L’analyse prédictive dans le droit

Tout d’abord, l’apprentissage profond libère d’importantes capacités d’analyse prédictive fondées sur un traitement statistique de données massives. Utilisées dans le système de justice, ces fonctionnalités permettent d’assister la décision des juges et des parties en litige. L’analyse prédictive permet notamment d’évaluer les risques de récidive et d’ainsi porter assistance dans la prise de décision relative à la remise en liberté ou à la sentence d’un criminel ou encore à l’éligibilité pour différents statuts d’immigration. L’analyse prédictive sert aussi à prédire l’issue de certains litiges, ce qui peut notamment éviter des actions en justice inutiles en redirigeant les parties litigantes vers d’autres solutions (l’arbitrage, le règlement à l’amiable) lorsque les chances de victoires sont minces.

Analyse statistique et raisonnement judiciaire

L’usage de l’analyse prédictive par l’IA soulève toutefois d’importants risques éthiques. Tout d’abord, certains soulignent que la décision judiciaire doit fermement être ancrée dans les aspects spécifiques et uniques à un cas particulier et que cette exigence s’harmonise mal avec le caractère statistique de l’analyse prédictive. Par exemple, on note souvent que le droit a une texture ouverte au sens où les juges doivent toujours interpréter les lois à la lumière de nouveaux cas inédits et non-prévus par la loi, ce qui les invitent à réfléchir aux finalités du droit et à ses principes fondamentaux. Or, il n’est pas clair que des algorithmes d’apprentissage profond puissent répondre adéquatement à de tels cas difficiles.

Discrimination algorithmique

Cette tension entre le point de vue statistique et le caractère spécifique de la décision judiciaire est d’autant plus importante que l’analyse prédictive déployée dans l’univers de la justice peut contribuer à renforcer certaines inégalités face à la loi et son application. Par exemple, des études ont démontré que les stratégies déployées aux États-Unis pour optimiser le travail des forces policières en prédisant les endroits et les moments où des crimes étaient le plus susceptibles d’être commis avaient en réalité pour effet d’amplifier certains biais à l’œuvre dans les pratiques policières et d’accroître la surveillance de groupes sociaux marginalisés déjà victimes de discrimination dans le système de justice, comme les Afro-américains.

**À FAIRE:**
- 1) Comptez les lignes des enregistrements qui contiennent la chaîne « wheel ». Donnez uniquement ce nombre.
- 2) Rédigez la suite du texte sur l'analyse prédictive dans le droit, à partir de sa dernière phrase.

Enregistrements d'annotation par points
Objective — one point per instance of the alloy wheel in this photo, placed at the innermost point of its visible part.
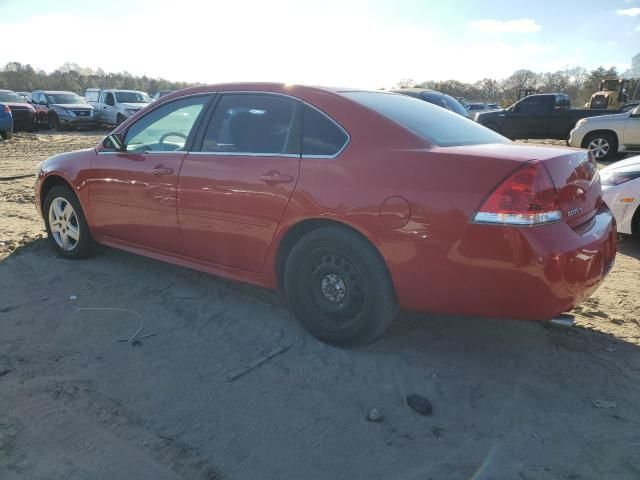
(64, 224)
(599, 147)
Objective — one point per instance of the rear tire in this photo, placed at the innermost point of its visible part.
(603, 145)
(66, 224)
(339, 288)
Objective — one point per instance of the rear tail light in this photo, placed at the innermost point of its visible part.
(527, 197)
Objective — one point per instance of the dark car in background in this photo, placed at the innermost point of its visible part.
(160, 94)
(437, 98)
(60, 110)
(6, 122)
(24, 115)
(547, 115)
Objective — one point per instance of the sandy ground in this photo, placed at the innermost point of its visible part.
(230, 386)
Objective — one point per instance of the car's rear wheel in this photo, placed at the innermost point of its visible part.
(339, 287)
(602, 145)
(66, 224)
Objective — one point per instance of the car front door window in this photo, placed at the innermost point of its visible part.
(166, 128)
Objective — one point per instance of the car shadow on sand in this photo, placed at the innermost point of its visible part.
(231, 375)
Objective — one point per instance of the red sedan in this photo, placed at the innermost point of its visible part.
(355, 203)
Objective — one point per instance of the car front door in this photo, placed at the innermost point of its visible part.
(132, 192)
(109, 109)
(233, 192)
(631, 134)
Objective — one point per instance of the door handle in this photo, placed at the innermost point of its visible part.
(276, 177)
(160, 170)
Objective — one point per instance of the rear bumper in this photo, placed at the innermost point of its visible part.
(507, 272)
(24, 121)
(77, 121)
(576, 136)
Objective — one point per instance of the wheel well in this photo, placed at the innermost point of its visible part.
(300, 229)
(635, 222)
(50, 182)
(595, 132)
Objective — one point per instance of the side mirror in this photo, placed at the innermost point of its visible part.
(115, 142)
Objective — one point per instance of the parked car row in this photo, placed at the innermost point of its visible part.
(63, 110)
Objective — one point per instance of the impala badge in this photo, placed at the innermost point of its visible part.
(574, 211)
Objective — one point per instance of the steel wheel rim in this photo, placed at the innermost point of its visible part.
(64, 224)
(600, 147)
(336, 289)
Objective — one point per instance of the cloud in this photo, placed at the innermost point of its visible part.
(520, 25)
(629, 12)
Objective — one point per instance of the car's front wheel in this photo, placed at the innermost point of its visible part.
(66, 224)
(339, 288)
(602, 145)
(54, 122)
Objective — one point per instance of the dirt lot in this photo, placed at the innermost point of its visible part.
(230, 386)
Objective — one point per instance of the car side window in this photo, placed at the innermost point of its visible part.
(254, 124)
(320, 134)
(166, 128)
(528, 106)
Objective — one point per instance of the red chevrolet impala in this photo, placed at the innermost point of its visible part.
(355, 203)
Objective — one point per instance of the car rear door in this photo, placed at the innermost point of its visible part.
(631, 134)
(528, 119)
(233, 192)
(132, 193)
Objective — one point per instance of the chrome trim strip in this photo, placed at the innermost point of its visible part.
(130, 152)
(240, 154)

**RÉPONSES PAR TÂCHE:**
- 1) 5

- 2)
Utilisés lors de prises de décisions relatives aux sanctions et aux remises en liberté, les mêmes outils risquent de désavantager les membres de groupes surreprésentés dans les statistiques relatives aux arrestations et aux convictions criminelles. De même, puisque la capacité à obtenir une représentation légale adéquate est un facteur important permettant de prédire l’issue des procès, on peut facilement voir comment, étant donné le caractère contradictoire des contentieux en justice, l’analyse prédictive risque d’être utilisée par des compagnies, des individus et des gouvernements d’une manière qui surexpose à d’éventuelles poursuites ceux qui sont les plus susceptibles de se représenter eux-mêmes en justice (par exemple ceux dont les revenus sont trop élevés pour bénéficier de l’aide juridique, mais pas assez pour payer des frais d’avocats).

Transparence des décisions

Enfin, l’analyse prédictive introduit une dose d’opacité dans la décision judiciaire. En effet, les systèmes d’apprentissage profond établissent automatiquement leurs propres formules de prédiction en analysant des ensembles très vastes de données sans que ces formules ne soient nécessairement transparentes pour les utilisateurs humains. Cette opacité met en cause la possibilité d’une justification publique (appuyée par des raisons accessibles à tous les citoyens) des décisions judiciaires, laquelle est essentielle pour maintenir la légitimité de ces décisions dans une société démocratique.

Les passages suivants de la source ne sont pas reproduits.